◆ What the task asks ◆
Scan the listing below and copy each line holding the word "white".

◆ Supplied information ◆
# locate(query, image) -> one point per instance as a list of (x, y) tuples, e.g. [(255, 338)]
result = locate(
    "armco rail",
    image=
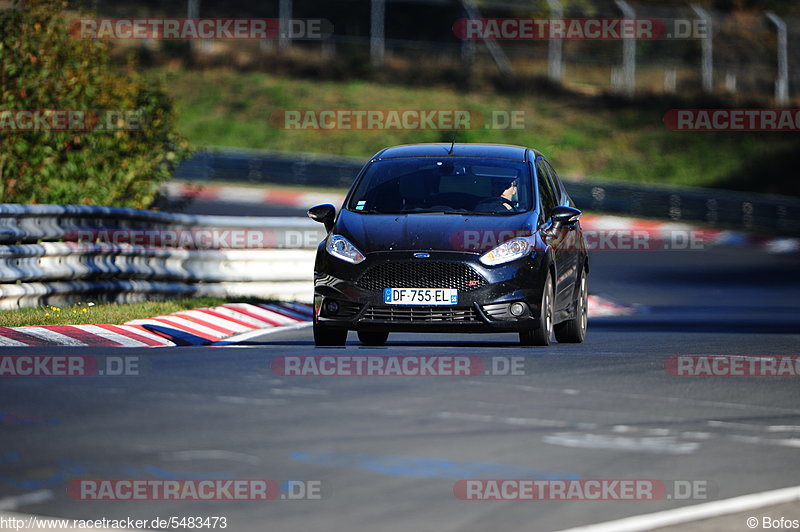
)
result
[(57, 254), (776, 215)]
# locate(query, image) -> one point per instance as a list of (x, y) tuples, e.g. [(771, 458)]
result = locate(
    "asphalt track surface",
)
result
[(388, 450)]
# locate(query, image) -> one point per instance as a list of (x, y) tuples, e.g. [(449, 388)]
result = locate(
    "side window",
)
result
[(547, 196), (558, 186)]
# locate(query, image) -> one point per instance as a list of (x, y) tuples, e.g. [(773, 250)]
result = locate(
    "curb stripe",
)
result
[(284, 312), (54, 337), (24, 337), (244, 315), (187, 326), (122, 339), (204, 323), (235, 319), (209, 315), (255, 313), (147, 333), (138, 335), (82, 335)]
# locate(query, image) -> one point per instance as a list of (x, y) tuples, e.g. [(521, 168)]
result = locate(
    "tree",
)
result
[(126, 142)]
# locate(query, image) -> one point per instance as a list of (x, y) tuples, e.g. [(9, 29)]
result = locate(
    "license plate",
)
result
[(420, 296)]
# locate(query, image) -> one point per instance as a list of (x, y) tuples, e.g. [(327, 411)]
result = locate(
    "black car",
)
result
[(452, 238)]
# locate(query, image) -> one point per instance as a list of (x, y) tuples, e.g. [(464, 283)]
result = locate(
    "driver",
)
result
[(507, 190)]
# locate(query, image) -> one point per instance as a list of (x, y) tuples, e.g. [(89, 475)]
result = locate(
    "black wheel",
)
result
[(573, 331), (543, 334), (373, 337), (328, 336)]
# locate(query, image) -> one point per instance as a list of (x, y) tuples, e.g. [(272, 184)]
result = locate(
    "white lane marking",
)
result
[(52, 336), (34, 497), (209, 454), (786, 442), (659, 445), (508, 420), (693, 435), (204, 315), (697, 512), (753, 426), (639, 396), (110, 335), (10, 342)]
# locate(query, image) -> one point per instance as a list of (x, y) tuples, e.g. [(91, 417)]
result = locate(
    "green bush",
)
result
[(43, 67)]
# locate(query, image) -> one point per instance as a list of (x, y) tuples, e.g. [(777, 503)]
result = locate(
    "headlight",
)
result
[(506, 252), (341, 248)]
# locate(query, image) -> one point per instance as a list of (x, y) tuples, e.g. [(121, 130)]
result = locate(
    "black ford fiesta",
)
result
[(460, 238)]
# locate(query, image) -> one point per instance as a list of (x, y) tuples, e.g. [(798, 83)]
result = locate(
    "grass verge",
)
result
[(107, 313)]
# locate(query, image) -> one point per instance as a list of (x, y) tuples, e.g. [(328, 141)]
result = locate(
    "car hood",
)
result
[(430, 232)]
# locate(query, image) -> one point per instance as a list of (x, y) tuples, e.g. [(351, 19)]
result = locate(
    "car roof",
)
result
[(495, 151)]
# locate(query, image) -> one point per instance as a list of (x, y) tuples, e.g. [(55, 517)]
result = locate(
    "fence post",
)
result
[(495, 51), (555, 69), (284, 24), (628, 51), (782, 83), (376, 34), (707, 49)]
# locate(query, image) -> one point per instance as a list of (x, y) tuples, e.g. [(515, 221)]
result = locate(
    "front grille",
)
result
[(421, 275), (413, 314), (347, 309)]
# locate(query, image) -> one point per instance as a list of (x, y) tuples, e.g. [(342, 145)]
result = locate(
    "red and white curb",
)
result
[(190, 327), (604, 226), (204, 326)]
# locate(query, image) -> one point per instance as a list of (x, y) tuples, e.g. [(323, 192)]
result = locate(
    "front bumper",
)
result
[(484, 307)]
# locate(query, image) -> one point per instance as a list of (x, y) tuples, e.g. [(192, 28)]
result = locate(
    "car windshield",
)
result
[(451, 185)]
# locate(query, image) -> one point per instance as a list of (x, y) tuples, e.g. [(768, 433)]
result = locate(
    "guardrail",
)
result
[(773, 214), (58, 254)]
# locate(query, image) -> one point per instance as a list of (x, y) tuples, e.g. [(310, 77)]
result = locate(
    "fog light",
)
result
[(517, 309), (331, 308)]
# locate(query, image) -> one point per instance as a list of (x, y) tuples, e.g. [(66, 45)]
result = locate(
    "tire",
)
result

◆ Exercise result ◆
    "white lane marking",
    "red and white curb",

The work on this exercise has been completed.